- Document segment
For years, there has been speculation that the role of the chief operating officer was being phased out in favor of a chief technology officer or chief information officer. Long known as the “CEO’s right hand,” COOs have held a wide range of responsibilities for the operational side of the business. But as more shareholders expect CEOs to take responsibility for performance, many have delved more deeply into day-to-day operations. That has often resulted in the COO being left in a state of flux, or worse.
According to one study of Fortune 500 and S&P 500 companies, only 36% employ a COO. This is down from 48% of the companies on those same lists in 2000. At the same time, in many other companies, the role of the COO is transforming and changing. While automation and technology may mean that much of the minutiae of daily operations can be handled with less hands-on interaction, today’s COO is playing a visionary role that looks toward developing the company’s future and implementing its values.
The fact is, the COO’s demise has been greatly exaggerated. However, the role continues to change, and healthcare COOs must be aware of and engaged with technological evolution and digitization to remain relevant and on the cutting edge of corporate development.
Rather than relying on the CTO and CIO to bring the technological perspective to the C-suite, the COO can drive innovation through technical knowledge and expertise.
A skilled COO can introduce and envision company policies on managing big data, overseeing cybersecurity, considering a corporate approach to privacy and looking toward emerging technologies, such as artificial intelligence and computer vision. In fact, Gartner estimates that by 2025, most traditional computing will give way to advanced architectures. They include not only the aforementioned options but also speech recognition.
COO-driven innovation in healthcare
Healthcare COOs have played an important role in driving digitization and transforming their companies. Here at The Allure Group, for instance, I have long recognized that technology is crucial to skilled nursing facilities’ future, a vision I share with our founder.
That has resulted in a network of SNFs that has always been on the cutting edge, offering such tech as remote patient monitoring or robotics to aid in residents’ rehabilitation. Many of Allure’s innovations predated the coronavirus pandemic but have proven invaluable since the outbreak began. They include the use oftablets placed at the bedside of all 1,400 residents across Allure’s six facilities. Initially used for entertainment, the tablets enabled residents to communicate with loved ones when facilities were locked down by government officials.

[Referring-expression pointing data]
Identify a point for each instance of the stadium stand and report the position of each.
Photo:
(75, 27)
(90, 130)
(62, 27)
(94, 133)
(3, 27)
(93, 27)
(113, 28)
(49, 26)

- Work instruction
According to the article on the chief operating officer's changing role, what share of Fortune 500 and S&P 500 companies employ a COO? These records come from a separate source and have no connection to the text.

- Task result
Only 36%, down from 48% in 2000.